* **Work instruction**
Scan the entries below and state how many lines contain "image". No other output.

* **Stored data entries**
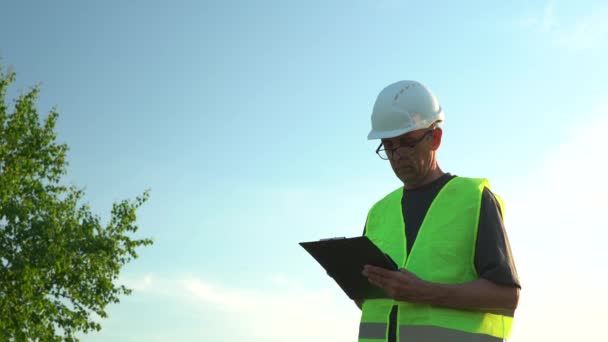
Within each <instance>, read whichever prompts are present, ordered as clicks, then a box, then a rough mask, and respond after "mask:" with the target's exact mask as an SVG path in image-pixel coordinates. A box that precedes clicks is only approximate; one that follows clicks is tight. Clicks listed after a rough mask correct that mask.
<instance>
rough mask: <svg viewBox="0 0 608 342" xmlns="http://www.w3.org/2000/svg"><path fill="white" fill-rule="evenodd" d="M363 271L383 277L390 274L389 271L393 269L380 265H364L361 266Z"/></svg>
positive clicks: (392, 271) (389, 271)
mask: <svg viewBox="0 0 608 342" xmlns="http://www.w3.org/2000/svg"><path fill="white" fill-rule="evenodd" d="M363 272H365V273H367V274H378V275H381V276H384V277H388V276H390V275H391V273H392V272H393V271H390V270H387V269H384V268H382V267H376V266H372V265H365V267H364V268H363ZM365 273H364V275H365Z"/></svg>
...
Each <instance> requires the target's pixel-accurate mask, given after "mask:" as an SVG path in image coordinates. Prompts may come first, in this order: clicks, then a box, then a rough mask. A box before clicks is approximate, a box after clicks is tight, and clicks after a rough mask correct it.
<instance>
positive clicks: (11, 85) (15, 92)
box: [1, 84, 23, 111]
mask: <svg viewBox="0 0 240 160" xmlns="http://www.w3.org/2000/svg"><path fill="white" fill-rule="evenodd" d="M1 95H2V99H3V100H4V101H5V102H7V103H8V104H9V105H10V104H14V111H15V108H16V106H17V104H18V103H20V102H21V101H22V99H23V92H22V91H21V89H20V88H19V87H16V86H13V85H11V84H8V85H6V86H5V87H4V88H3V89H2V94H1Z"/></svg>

* **Exercise output**
2